§ 指示内容: 本文によると、祖父が持ってきた紙は何のお知らせでしたか。
═════ 本文
新聞勧誘・拡張問題なんでもQ&A
NO.1199 契約者が契約していないと言えば無効ですか?
投稿者 18さん 投稿日時 2013. 1.10 PM 11:06
ゲンさん、返事ありがとうございました。
元は契約者である祖父が「これはなんだ!」と、紙を持ってきてから始まりました。紙というのは今月から配達が開始しますというお知らせの紙です。
祖父にこんなもの知らないから断ってくれと言われ、今に至ります。
まず祖父が新聞屋に連絡し、家にきてもらいました。
最初は祖父と新聞屋の方と2人で討論していたのです。
祖父はずっと解約してくれと言っていました。ですが新聞屋の方はまったく聞く耳を持っていないようで、「そう言われましても契約は契約ですから…」といった感じでした。
そのあと話が終わらないので母が話に加わり、契約期間も書いてあるし、母のサインはしてあるし、諦めて新聞屋を帰らせました。
そのとき私は会話には加わっていません。
しかし、話を聞いておかしいなと思い、私と母が勝手に新聞屋にまた連絡をとり、その担当の方と話をつけようとしたのですが、契約してありますからと言われ手も足もでませんでした。
══════════
═════ 提供資料
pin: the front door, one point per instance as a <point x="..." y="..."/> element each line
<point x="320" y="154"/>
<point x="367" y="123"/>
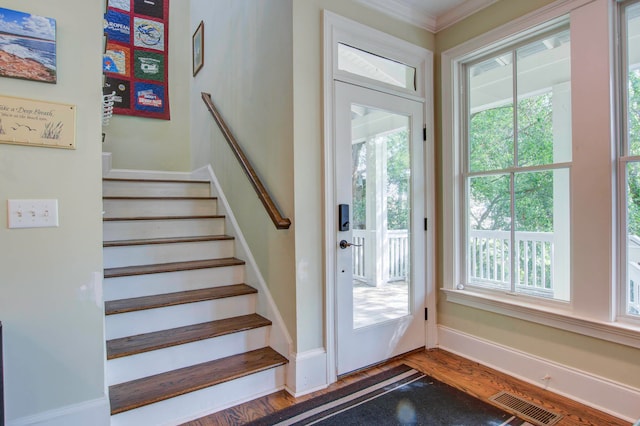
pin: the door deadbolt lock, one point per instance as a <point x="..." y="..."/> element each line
<point x="345" y="244"/>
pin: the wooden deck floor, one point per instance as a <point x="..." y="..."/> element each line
<point x="469" y="376"/>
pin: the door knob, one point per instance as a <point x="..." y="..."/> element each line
<point x="344" y="244"/>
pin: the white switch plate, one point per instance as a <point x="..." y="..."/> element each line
<point x="32" y="213"/>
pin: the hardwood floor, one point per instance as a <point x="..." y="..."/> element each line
<point x="469" y="376"/>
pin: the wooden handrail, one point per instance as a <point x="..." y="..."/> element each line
<point x="279" y="221"/>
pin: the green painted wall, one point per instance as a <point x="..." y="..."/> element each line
<point x="248" y="72"/>
<point x="50" y="278"/>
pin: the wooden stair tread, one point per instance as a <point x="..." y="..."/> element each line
<point x="156" y="180"/>
<point x="170" y="240"/>
<point x="125" y="271"/>
<point x="137" y="393"/>
<point x="120" y="306"/>
<point x="115" y="219"/>
<point x="132" y="345"/>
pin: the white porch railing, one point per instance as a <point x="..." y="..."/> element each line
<point x="633" y="281"/>
<point x="395" y="247"/>
<point x="490" y="260"/>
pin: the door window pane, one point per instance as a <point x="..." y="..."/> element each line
<point x="381" y="172"/>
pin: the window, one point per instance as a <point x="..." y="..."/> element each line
<point x="629" y="168"/>
<point x="529" y="226"/>
<point x="365" y="64"/>
<point x="518" y="154"/>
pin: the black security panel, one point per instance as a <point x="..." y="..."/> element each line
<point x="343" y="217"/>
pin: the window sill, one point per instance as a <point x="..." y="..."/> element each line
<point x="621" y="333"/>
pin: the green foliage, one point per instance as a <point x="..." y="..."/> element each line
<point x="491" y="141"/>
<point x="633" y="169"/>
<point x="398" y="177"/>
<point x="397" y="183"/>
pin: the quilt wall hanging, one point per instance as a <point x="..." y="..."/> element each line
<point x="136" y="60"/>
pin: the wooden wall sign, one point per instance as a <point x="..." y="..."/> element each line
<point x="37" y="123"/>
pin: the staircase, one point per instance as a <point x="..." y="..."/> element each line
<point x="183" y="335"/>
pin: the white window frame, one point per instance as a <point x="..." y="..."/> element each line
<point x="592" y="310"/>
<point x="623" y="160"/>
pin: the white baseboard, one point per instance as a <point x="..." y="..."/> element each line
<point x="95" y="412"/>
<point x="605" y="395"/>
<point x="307" y="372"/>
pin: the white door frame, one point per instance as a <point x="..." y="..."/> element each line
<point x="338" y="29"/>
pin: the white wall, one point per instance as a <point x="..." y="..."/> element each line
<point x="50" y="301"/>
<point x="152" y="144"/>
══════════
§ 回答: 今月から配達が開始しますというお知らせです。